- What to produce: Could every line below be written out exactly as it appears?

(Saved entries)
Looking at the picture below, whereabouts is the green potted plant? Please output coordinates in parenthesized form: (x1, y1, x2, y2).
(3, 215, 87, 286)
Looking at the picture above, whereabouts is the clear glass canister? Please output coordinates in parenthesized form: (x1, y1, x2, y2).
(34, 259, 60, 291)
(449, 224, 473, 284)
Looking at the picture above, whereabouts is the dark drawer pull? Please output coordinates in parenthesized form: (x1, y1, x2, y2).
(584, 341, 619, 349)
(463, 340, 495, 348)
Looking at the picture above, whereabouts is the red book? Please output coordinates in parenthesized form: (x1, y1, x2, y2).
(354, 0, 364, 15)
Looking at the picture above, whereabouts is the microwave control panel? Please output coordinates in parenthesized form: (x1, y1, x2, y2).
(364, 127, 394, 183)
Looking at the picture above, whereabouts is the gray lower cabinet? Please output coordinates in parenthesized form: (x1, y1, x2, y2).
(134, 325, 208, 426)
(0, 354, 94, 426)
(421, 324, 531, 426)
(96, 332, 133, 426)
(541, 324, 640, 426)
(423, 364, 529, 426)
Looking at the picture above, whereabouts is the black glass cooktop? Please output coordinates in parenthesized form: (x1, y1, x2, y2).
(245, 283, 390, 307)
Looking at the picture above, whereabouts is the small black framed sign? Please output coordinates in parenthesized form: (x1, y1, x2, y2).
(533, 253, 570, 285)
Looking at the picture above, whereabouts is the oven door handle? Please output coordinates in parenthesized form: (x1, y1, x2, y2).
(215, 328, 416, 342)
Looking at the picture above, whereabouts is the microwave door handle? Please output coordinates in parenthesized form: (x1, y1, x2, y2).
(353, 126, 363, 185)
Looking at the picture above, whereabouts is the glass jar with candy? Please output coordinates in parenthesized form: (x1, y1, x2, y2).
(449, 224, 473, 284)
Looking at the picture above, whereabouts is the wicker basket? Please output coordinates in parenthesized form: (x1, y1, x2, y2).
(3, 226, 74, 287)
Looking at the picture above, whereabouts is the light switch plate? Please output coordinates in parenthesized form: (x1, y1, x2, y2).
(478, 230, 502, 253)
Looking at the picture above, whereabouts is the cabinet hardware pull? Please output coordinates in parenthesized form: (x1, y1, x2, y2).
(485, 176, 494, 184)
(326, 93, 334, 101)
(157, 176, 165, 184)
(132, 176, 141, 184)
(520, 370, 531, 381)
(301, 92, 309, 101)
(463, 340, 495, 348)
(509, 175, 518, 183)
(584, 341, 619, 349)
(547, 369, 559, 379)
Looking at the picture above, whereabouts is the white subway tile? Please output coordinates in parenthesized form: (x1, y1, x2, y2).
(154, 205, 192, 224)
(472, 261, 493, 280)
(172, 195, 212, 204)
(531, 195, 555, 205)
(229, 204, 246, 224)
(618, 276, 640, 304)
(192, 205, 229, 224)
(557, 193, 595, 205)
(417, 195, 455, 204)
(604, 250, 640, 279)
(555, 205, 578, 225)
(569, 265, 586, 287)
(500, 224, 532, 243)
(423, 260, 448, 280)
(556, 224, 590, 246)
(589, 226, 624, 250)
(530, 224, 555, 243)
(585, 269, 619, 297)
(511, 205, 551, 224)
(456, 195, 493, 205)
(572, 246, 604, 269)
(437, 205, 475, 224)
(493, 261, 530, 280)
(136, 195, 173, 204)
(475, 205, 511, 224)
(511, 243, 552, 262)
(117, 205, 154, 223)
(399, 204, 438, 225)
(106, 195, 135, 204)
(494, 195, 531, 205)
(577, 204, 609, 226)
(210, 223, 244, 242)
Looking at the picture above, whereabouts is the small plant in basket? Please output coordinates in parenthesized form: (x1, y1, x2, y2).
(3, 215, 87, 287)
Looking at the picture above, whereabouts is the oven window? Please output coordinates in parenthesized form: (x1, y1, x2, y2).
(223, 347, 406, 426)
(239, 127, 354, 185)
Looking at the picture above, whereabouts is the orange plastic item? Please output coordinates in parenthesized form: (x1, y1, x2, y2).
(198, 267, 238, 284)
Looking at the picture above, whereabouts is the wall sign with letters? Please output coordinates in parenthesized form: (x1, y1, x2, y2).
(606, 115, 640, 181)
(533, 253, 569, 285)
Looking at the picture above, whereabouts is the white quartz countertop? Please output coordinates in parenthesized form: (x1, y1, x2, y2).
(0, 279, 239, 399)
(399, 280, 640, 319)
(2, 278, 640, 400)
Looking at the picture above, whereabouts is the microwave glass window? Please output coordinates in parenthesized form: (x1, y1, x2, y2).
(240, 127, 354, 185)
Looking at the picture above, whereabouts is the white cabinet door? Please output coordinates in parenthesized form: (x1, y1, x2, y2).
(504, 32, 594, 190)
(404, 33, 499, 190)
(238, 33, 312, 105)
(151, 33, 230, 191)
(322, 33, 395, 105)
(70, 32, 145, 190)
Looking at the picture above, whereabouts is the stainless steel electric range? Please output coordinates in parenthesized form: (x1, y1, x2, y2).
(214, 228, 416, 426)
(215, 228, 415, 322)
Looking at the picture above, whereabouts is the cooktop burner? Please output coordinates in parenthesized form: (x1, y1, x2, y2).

- Task solution:
Looking at the picture below, whereabouts is the green potted plant? Please output coordinates in parenthesized form: (x1, y1, x2, y2).
(3, 215, 87, 286)
Looking at the picture above, whereabouts is the clear glass canister? Please output coordinates in parenthesized form: (x1, y1, x2, y2).
(34, 259, 60, 291)
(449, 224, 473, 284)
Looking at the picture above, whereabouts is the dark drawer pull? Please output coordinates in parenthesized form: (x1, y1, x2, y2).
(584, 341, 619, 349)
(463, 340, 495, 348)
Looking at the picture above, whereabouts is the red book? Please output coordinates in parenthesized form: (x1, y1, x2, y2).
(354, 0, 364, 15)
Looking at the picture above, whereabouts is the microwave control panel? Please output coordinates in parenthesized form: (x1, y1, x2, y2).
(364, 127, 394, 183)
Looking at the picture above, whereabouts is the gray lower cabinet? Please output coordinates in parenthesized form: (x1, y1, x2, y2).
(134, 325, 208, 426)
(0, 354, 94, 426)
(421, 324, 531, 426)
(96, 332, 133, 426)
(541, 324, 640, 426)
(423, 364, 529, 426)
Looking at the picture above, whereabouts is the black glass cooktop? Please output coordinates in parenthesized form: (x1, y1, x2, y2).
(245, 283, 390, 307)
Looking at the picture above, whereabouts is the small black framed sign? Please output coordinates in parenthesized form: (x1, y1, x2, y2).
(533, 253, 570, 285)
Looking at the picture above, whereabouts is the oven door handle? Please output coordinates in parenthesized form: (x1, y1, x2, y2).
(215, 328, 416, 342)
Looking at the picture above, whereabouts is the microwave door handle? Please output coordinates in parenthesized form: (x1, y1, x2, y2).
(353, 126, 363, 185)
Looking at the picture above, whereabouts is the glass jar with candy? Please output coordinates in parenthesized form: (x1, y1, x2, y2).
(449, 224, 473, 284)
Looking at the picture above, whereabouts is the wicker basket? Please output coordinates in parenthesized form: (x1, y1, x2, y2).
(3, 226, 74, 287)
Looking at the picture above, whereabouts is the light switch plate? Please output coordinates in parenthesized form: (x1, y1, x2, y2).
(478, 230, 502, 253)
Looking at the picture above, whereabouts is the cabinet hardware pull? Please output coordinates in parenthesized form: (x1, y1, x2, y2).
(485, 176, 494, 184)
(326, 93, 334, 101)
(157, 176, 165, 184)
(132, 176, 141, 184)
(520, 370, 531, 381)
(301, 92, 309, 101)
(463, 340, 495, 348)
(509, 175, 518, 183)
(584, 341, 619, 349)
(547, 369, 559, 379)
Looking at the picture above, whereabouts is the white subway tile? Please output coordinates in parenthesized form: (x1, y1, x2, y2).
(154, 205, 192, 224)
(472, 261, 493, 280)
(172, 195, 212, 204)
(531, 195, 555, 205)
(229, 204, 246, 224)
(618, 276, 640, 304)
(192, 205, 229, 224)
(557, 193, 595, 205)
(417, 195, 455, 204)
(604, 250, 640, 279)
(555, 205, 578, 225)
(569, 265, 586, 287)
(500, 224, 532, 243)
(423, 260, 448, 280)
(556, 224, 590, 246)
(589, 226, 624, 250)
(530, 224, 555, 243)
(585, 269, 619, 297)
(511, 205, 551, 224)
(456, 195, 493, 205)
(572, 246, 604, 269)
(437, 205, 475, 224)
(493, 261, 530, 280)
(136, 195, 173, 204)
(475, 205, 511, 224)
(511, 243, 552, 262)
(117, 205, 154, 223)
(399, 204, 438, 225)
(106, 195, 135, 204)
(494, 195, 531, 205)
(577, 204, 609, 226)
(210, 223, 244, 242)
Looking at the picture above, whereabouts is the small plant in basket? Please output coordinates in parenthesized form: (x1, y1, x2, y2).
(3, 215, 87, 287)
Looking at the picture above, whereabouts is the oven window? Please output coordinates in parenthesized form: (x1, y1, x2, y2).
(223, 347, 406, 426)
(239, 127, 354, 185)
Looking at the picture above, whereabouts is the orange plastic item? Please output coordinates in parenthesized form: (x1, y1, x2, y2).
(198, 267, 238, 284)
Looking at the picture above, whereabouts is the wall sign with letters? Please output coordinates in parenthesized form: (x1, y1, x2, y2).
(606, 115, 640, 181)
(533, 253, 569, 285)
Looking at the picture above, whereabouts is the white quartz countertop? Please output coordinates in parenthesized form: (x1, y1, x2, y2).
(0, 279, 239, 399)
(399, 280, 640, 319)
(2, 278, 640, 400)
Looking at the picture above, whereabouts is the microwave glass window? Please output coordinates in parenthesized form: (x1, y1, x2, y2).
(240, 127, 354, 185)
Looking at the picture above, whereabouts is the white cabinet door? Please output coordinates in parenthesized form: (x1, y1, x2, y2).
(504, 32, 594, 190)
(404, 33, 499, 190)
(238, 33, 312, 105)
(151, 33, 230, 191)
(322, 33, 395, 105)
(70, 32, 145, 190)
Looking at the picture above, whereabouts is the stainless steel electric range? Please output coordinates in parenthesized form: (x1, y1, x2, y2).
(214, 228, 416, 426)
(215, 228, 415, 322)
Looking at the picture above, whereabouts is the cooktop burner? Please output coordinates in parenthesized form: (x1, y1, x2, y2).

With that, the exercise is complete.